▶ [Directions for this task]
Please pick up the piece on whether HR can be a profit center right after its final sentence and continue it.

Is our HR department a profit center? Do a survey in your organization and ask this question to every employee, including the CEO and the Head of HR. This survey will be an eye-opener to all HR.
You will get a skewed bell curve. There are many who may say, Yes, our HR is a profit center. Well, that is superb. Can I see the numbers in the Balance sheet? Do we even have answers?
What can be done?
HR must believe that HR can be a profit center. The perception that HR is a cost center is so deeply ingrained in the Corporate DNA, that it is seldom challenged. The people who challenge it are condemned, criticized, or pulled down by their very own bosses and colleagues.
In one of the interviews I was taking, a senior sales executive remarked, ‘When I remember HR, I remember salaries, outdoor training programs, and events. Never heard of HR being a profit center.’ Can we have separate functions that do not come under HR, initially which was a sub-function of HR? Example Can we separate training (with quantified and measurable objectives) and training that involves outdoor location as a separate function, which employees feel is a vacation? Can we separate employee engagement as a separate function not as a part of HR? Are we willing to take this quantum leap?

(Point localization data)

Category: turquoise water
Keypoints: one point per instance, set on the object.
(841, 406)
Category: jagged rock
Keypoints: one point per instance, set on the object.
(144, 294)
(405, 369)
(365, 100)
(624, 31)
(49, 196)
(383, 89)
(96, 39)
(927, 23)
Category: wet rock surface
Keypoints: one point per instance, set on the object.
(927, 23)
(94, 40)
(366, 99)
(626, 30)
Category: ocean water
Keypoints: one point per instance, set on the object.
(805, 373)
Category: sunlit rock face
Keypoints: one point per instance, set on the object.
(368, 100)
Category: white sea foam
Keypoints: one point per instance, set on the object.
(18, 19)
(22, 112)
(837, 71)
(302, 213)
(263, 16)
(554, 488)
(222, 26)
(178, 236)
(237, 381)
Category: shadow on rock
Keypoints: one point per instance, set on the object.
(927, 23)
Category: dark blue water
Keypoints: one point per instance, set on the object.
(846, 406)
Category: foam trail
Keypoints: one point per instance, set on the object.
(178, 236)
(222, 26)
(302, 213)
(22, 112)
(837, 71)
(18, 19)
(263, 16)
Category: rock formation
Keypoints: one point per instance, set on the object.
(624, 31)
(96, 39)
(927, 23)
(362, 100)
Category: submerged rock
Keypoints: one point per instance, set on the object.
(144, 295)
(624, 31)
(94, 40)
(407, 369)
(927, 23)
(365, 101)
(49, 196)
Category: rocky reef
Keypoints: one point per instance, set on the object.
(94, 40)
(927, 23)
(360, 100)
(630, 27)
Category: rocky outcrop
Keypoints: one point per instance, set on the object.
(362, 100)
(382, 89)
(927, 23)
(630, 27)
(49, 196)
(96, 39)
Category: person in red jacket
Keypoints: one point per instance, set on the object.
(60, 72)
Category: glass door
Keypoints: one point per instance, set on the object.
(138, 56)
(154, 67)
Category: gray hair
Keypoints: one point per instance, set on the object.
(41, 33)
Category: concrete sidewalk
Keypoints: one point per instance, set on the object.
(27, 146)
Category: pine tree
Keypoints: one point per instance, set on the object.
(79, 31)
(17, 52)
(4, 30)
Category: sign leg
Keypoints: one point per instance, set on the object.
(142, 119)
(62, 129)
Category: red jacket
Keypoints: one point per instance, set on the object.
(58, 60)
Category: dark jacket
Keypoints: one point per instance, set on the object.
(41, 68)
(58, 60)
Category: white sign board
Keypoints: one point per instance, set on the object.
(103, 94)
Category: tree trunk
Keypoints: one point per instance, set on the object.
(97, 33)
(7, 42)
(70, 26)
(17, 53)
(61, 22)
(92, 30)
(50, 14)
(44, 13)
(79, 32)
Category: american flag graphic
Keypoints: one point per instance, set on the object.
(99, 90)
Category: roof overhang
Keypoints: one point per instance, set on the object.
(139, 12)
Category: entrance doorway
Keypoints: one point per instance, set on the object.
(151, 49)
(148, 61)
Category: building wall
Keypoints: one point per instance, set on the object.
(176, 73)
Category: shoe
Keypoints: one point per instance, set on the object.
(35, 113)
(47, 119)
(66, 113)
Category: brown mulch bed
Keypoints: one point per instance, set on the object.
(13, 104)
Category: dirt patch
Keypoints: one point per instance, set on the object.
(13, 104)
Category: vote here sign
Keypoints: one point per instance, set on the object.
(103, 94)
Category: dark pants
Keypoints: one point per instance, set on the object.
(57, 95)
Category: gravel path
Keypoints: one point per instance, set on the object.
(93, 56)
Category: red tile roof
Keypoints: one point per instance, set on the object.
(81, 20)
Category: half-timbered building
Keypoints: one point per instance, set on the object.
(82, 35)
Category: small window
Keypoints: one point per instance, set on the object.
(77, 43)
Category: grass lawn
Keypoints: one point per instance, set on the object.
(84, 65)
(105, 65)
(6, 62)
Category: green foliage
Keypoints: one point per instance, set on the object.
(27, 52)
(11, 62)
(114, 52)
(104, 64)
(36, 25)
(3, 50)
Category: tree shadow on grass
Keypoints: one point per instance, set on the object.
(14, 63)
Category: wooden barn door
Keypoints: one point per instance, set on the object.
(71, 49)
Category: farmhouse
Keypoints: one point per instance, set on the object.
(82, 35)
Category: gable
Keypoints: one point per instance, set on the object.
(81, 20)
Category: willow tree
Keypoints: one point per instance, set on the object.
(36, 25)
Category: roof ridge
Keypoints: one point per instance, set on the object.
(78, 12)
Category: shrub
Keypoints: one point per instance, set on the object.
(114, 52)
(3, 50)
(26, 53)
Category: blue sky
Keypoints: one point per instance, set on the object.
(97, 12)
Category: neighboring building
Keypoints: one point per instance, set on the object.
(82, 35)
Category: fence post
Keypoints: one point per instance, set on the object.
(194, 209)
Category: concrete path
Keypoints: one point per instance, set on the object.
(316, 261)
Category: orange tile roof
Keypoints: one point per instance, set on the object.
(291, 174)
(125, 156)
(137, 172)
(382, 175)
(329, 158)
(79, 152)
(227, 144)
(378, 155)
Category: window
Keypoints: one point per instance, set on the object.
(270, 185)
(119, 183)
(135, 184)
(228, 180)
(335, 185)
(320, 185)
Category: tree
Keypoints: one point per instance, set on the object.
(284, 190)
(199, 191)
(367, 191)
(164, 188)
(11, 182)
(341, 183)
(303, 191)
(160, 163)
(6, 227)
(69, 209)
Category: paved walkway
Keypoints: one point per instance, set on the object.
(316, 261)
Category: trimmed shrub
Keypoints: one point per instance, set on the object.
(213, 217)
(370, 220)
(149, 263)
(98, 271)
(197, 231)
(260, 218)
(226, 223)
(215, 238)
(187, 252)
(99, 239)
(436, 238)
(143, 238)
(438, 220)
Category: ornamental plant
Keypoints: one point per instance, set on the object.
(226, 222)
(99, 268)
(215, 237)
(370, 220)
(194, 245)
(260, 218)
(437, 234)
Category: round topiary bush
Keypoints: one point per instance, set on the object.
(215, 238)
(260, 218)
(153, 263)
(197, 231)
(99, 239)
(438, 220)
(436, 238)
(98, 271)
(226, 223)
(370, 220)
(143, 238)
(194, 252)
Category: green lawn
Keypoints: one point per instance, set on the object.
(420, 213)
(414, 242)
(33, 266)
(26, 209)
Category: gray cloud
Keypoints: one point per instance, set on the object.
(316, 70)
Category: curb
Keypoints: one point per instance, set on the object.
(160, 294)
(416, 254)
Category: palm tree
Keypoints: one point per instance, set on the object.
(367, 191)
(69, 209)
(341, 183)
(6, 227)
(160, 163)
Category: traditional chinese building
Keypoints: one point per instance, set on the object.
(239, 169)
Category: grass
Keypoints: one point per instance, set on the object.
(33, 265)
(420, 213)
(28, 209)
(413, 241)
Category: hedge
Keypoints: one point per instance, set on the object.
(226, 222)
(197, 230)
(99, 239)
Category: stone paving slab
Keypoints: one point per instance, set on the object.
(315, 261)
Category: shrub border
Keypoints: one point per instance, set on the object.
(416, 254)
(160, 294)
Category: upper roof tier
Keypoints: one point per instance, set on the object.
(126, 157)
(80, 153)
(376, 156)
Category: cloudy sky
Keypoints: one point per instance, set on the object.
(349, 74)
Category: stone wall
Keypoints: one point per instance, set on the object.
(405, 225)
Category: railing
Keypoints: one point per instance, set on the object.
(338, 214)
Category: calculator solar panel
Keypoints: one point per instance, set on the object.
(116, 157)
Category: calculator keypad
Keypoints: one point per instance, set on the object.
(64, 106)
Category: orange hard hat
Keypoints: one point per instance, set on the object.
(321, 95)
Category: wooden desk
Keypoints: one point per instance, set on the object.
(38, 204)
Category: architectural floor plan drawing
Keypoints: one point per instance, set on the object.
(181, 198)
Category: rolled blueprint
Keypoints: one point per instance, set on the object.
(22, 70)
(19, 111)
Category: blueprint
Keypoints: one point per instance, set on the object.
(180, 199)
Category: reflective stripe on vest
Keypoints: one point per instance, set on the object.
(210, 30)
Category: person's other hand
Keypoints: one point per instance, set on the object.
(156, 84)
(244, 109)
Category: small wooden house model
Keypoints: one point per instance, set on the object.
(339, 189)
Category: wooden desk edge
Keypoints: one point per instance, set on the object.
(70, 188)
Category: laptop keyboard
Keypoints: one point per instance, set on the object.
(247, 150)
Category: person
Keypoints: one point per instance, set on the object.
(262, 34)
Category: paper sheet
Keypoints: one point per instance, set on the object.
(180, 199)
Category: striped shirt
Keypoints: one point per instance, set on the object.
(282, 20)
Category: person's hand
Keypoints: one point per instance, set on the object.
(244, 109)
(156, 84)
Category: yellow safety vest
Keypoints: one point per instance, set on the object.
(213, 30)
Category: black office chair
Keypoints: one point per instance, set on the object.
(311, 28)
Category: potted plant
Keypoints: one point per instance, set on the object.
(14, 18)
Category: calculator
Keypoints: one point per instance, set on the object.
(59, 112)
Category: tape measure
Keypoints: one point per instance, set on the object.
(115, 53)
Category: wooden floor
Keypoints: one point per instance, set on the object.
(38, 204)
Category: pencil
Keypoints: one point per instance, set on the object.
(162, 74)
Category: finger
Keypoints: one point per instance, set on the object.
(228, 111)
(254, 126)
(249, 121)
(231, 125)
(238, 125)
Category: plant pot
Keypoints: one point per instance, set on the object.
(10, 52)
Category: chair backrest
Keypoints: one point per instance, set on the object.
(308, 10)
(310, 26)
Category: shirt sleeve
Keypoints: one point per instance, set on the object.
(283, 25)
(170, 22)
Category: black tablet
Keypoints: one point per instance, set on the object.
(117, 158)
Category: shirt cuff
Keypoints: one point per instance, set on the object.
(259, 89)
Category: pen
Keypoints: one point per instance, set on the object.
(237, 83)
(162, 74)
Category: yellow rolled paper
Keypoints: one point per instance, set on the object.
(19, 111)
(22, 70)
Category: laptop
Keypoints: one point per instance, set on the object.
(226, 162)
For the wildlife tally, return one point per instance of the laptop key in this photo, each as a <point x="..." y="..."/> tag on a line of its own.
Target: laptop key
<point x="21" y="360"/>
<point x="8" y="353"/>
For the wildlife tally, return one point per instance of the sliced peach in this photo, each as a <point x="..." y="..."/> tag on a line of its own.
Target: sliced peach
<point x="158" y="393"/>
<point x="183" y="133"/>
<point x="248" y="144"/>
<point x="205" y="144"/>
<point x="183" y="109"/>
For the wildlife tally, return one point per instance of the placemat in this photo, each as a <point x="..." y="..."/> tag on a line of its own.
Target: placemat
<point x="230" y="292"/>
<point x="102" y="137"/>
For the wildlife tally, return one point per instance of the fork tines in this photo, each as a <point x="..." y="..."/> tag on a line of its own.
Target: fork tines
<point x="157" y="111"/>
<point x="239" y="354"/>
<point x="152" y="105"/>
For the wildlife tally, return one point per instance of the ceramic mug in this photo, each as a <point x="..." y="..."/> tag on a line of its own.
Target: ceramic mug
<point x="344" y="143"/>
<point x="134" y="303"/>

▶ [Answer space]
We can have systems in place that will have every penny count. Are we willing to invest in the systems and the skills required to run them?
Can we change our own mental models?
The journey is tough with challenges just like climbing Mount Everest. It is not everyone's cup of tea to take the challenge to prove that HR can make a profit provided we unmask our own mental models and streamline processes.
Just like it took a pandemic for corporates to realize that working from home is possible. Let us not wait for a pandemic in HR to realize that the HR department can be made a profit center.